Top of EXCERPTED PASSAGE
Been chewing on this for a while now. The old SEO playbook is splitting into two very different goals - ranking on Google vs getting cited in AI answers. And they're not identical anymore, no matter how much people pretend they overlap. It's bloody annoying trying to plan content when you can't just tick the same boxes for both.
What's actually working for us is painfully boring: answer the question in the first two paragraphs, use real headings, keep dates fresh, and write like a human with an opinion, not a content brief. The weird thing? That also makes the content more useful to actual readers, so it's not a trade-off - just good writing with some structural discipline.
One thing worth flagging for 2026 specifically: detectable "AI slop" style is now a credibility risk. Readers and retrieval systems are both getting better at sniffing out generic filler. Hybrid workflows - where a human edits and injects real perspective - are the baseline now, not a differentiator.
The part I'm still unsure about is how much schema and FAQ blocks actually move the needle versus just making you feel productive. My gut says most gains come from clarity and topical depth rather than any technical tweak, but I haven't isolated it cleanly.
Anyone else finding a meaningful difference between optimising for classic rankings vs specifically getting cited in ChatGPT or Perplexity? Feels like they're diverging more than people admit, especially for informational queries.
Bottom of EXCERPTED PASSAGE
Top of DATA UNDER STUDY
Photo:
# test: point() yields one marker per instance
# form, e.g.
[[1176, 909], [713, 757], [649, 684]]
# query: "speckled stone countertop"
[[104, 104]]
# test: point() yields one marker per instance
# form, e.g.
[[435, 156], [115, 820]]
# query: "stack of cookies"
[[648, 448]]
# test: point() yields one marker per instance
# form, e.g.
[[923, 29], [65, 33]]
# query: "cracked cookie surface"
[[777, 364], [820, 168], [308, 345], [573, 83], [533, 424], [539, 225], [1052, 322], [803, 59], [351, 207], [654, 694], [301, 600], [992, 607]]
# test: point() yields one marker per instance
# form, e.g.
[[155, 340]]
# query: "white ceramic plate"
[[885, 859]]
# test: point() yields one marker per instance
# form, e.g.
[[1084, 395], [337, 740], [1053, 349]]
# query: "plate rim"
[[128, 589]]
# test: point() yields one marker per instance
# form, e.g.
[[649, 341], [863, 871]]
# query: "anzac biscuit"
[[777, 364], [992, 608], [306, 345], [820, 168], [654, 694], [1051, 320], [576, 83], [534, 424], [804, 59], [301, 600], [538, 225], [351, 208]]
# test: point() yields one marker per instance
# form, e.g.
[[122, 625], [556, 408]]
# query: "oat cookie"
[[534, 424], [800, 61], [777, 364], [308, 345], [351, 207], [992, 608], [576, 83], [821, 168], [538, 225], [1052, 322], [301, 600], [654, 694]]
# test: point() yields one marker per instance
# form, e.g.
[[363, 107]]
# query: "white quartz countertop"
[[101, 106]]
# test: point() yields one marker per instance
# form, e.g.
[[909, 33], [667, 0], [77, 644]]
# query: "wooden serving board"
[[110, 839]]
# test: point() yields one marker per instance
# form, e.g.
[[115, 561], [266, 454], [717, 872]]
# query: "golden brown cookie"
Bottom of DATA UNDER STUDY
## DIRECTIONS FOR THIS TASK
Retype the SEO post starting at the words "One thing worth" and stopping after "for informational queries.". Draw only on the SEO post.

## RESPONSE FOR THIS EXERCISE
One thing worth flagging for 2026 specifically: detectable "AI slop" style is now a credibility risk. Readers and retrieval systems are both getting better at sniffing out generic filler. Hybrid workflows - where a human edits and injects real perspective - are the baseline now, not a differentiator.
The part I'm still unsure about is how much schema and FAQ blocks actually move the needle versus just making you feel productive. My gut says most gains come from clarity and topical depth rather than any technical tweak, but I haven't isolated it cleanly.
Anyone else finding a meaningful difference between optimising for classic rankings vs specifically getting cited in ChatGPT or Perplexity? Feels like they're diverging more than people admit, especially for informational queries.